• _Given data_

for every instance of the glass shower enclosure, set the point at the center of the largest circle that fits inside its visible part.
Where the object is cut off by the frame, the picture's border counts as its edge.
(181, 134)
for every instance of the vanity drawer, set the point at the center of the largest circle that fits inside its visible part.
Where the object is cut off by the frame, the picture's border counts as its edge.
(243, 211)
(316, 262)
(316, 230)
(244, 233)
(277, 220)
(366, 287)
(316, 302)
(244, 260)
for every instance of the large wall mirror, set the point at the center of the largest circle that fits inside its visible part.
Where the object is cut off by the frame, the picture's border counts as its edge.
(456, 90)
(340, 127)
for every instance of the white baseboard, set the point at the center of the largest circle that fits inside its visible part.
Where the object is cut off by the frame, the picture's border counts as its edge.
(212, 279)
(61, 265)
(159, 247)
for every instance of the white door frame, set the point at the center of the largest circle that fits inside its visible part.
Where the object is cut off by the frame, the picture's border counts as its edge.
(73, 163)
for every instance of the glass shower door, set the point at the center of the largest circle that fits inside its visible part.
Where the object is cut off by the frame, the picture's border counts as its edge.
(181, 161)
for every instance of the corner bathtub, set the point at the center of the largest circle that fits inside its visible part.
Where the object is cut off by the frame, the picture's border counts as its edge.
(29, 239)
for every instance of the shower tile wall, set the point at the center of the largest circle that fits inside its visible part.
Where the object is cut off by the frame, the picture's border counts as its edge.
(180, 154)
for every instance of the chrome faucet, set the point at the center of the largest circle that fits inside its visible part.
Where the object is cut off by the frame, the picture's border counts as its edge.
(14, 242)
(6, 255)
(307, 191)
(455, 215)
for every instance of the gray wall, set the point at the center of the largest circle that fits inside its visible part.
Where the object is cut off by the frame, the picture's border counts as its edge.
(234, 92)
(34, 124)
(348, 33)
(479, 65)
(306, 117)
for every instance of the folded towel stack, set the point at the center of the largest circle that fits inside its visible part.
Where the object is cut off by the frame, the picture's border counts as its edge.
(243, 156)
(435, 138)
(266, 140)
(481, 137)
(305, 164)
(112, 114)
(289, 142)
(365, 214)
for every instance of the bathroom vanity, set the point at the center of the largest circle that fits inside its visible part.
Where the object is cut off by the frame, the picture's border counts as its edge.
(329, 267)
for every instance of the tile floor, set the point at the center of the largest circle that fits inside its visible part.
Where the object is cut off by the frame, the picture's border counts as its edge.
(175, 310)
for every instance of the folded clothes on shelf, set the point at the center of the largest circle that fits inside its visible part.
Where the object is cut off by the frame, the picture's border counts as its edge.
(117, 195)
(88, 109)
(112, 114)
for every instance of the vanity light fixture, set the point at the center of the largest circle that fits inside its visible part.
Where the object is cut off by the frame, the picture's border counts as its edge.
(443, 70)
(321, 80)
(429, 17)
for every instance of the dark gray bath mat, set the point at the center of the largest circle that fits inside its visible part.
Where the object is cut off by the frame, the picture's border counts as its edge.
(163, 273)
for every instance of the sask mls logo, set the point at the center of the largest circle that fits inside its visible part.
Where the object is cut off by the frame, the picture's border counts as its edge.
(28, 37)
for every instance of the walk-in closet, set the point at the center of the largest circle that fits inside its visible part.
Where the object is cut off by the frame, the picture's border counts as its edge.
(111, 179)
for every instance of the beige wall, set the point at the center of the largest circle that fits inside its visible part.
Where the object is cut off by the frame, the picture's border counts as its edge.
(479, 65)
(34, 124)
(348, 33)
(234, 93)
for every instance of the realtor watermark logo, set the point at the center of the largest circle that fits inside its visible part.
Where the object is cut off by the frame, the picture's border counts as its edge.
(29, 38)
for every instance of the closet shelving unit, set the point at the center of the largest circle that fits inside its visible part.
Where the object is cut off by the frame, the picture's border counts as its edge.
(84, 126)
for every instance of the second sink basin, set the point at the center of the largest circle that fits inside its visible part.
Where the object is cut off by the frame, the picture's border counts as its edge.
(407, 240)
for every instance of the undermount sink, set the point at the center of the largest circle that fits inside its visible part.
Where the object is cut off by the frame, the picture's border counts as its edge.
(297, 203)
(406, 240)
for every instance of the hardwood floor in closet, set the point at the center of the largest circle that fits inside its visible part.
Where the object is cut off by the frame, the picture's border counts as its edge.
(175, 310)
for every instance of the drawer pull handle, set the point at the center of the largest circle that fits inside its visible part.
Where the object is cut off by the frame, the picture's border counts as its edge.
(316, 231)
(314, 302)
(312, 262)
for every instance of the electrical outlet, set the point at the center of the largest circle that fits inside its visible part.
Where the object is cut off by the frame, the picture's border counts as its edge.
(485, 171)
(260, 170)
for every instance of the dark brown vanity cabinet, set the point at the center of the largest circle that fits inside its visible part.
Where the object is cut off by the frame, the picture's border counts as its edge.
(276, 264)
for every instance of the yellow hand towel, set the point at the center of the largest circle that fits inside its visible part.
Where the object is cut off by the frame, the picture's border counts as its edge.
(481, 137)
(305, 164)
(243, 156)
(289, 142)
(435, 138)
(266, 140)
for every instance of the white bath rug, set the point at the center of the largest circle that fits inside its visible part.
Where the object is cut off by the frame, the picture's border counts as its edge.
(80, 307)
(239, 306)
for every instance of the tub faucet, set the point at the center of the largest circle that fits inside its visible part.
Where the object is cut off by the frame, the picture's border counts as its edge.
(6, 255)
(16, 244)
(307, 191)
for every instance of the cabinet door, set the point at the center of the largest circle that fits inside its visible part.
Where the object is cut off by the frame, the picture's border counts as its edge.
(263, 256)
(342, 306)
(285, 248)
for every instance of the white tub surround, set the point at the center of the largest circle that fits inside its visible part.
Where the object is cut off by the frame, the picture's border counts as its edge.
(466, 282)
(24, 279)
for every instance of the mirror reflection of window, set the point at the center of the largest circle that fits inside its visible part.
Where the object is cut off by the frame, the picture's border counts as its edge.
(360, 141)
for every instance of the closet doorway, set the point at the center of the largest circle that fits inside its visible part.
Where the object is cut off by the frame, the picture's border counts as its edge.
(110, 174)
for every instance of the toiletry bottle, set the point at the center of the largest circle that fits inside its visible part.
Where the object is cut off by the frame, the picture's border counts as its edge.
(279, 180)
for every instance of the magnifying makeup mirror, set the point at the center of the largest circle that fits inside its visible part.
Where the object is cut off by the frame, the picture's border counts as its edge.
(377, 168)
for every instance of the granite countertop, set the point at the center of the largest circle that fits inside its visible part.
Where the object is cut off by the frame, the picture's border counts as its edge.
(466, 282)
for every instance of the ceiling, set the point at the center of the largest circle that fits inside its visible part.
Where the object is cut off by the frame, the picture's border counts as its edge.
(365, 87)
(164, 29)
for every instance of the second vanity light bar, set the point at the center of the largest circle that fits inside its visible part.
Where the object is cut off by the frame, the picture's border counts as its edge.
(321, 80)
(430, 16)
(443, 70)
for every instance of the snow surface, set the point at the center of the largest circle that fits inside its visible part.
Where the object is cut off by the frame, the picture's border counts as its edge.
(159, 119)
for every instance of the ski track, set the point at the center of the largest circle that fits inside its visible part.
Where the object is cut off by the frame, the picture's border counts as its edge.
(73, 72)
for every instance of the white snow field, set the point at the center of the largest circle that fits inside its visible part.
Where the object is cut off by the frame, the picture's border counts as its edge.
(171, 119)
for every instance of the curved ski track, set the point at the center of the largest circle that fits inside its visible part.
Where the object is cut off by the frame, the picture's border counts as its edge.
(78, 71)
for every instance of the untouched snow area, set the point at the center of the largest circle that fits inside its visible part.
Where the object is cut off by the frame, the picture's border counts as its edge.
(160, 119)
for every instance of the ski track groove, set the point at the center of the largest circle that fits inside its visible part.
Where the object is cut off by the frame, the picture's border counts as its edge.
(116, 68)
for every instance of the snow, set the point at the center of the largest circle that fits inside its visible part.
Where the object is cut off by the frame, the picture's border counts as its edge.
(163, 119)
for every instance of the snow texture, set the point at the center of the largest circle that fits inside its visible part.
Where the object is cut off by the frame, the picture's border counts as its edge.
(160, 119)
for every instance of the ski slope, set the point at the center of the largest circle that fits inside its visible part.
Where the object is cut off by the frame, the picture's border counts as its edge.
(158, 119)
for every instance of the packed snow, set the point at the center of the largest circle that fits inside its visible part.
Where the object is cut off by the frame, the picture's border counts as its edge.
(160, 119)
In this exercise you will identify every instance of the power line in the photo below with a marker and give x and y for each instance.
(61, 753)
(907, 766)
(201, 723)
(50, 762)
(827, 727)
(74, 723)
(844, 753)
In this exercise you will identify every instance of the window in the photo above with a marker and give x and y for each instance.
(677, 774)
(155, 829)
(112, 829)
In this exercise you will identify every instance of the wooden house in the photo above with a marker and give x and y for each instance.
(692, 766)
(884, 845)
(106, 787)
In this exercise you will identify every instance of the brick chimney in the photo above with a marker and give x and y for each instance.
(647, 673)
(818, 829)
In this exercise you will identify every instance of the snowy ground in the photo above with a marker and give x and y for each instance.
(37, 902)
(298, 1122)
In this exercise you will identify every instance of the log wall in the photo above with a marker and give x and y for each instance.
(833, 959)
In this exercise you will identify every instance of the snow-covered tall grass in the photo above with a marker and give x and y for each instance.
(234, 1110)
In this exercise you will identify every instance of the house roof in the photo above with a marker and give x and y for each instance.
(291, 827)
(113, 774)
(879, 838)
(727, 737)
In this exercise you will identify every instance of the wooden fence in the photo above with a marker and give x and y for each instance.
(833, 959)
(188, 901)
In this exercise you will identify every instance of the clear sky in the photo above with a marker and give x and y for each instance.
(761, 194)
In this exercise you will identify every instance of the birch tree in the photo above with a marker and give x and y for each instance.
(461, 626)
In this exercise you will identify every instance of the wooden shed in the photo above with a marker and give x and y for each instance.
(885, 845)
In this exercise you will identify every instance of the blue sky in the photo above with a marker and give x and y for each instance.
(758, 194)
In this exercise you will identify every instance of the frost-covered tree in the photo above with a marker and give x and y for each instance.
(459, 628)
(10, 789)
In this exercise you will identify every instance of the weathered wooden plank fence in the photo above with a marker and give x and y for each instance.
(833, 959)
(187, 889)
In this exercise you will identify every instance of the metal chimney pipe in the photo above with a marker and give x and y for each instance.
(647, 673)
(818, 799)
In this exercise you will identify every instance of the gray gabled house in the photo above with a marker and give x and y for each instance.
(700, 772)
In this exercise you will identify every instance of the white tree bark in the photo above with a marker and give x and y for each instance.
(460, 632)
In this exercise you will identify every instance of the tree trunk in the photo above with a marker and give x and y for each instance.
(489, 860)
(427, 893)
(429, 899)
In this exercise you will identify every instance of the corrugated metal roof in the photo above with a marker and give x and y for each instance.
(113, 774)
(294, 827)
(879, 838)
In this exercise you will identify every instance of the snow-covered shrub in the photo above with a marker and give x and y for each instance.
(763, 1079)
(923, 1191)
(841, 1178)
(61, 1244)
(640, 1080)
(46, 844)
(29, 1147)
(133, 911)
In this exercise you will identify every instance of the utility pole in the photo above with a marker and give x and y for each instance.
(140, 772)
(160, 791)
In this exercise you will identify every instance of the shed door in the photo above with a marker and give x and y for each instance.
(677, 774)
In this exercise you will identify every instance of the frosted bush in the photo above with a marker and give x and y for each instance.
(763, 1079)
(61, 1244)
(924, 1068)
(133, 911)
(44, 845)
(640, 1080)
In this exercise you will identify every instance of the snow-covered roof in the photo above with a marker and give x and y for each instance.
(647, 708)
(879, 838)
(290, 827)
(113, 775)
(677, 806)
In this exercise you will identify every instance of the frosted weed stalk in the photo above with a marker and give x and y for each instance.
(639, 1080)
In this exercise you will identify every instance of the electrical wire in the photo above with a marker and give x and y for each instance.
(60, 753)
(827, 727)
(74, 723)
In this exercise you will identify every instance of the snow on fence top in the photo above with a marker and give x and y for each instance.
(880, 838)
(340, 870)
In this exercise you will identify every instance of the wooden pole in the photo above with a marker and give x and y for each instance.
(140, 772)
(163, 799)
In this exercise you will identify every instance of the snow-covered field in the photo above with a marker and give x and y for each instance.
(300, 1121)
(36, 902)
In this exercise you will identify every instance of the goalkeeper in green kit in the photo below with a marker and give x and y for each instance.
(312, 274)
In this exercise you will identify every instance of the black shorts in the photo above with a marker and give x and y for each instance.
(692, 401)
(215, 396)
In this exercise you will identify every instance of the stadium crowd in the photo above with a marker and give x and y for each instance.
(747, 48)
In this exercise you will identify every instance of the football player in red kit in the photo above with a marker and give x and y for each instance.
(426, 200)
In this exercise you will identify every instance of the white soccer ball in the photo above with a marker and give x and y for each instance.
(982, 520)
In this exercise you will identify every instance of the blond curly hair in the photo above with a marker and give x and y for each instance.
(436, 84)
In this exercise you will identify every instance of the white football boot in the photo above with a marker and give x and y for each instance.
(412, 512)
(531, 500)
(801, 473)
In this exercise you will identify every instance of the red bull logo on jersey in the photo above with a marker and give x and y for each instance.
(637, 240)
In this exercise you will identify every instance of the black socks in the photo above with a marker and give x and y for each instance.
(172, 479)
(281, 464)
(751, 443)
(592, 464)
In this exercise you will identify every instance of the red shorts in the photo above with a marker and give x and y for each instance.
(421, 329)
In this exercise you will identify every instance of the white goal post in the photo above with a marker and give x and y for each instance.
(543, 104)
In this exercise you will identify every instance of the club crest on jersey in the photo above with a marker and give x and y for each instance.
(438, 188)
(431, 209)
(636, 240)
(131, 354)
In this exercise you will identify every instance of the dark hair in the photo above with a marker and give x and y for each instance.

• _Task item_
Pull every line that holds the string "floor" out of the records.

• _Written answer_
for every instance of the tile floor, set the point at the center of the largest circle that fits inside its visible part.
for every instance of the hardwood floor in closet, set the point at the center of the largest circle that fits inside its visible part.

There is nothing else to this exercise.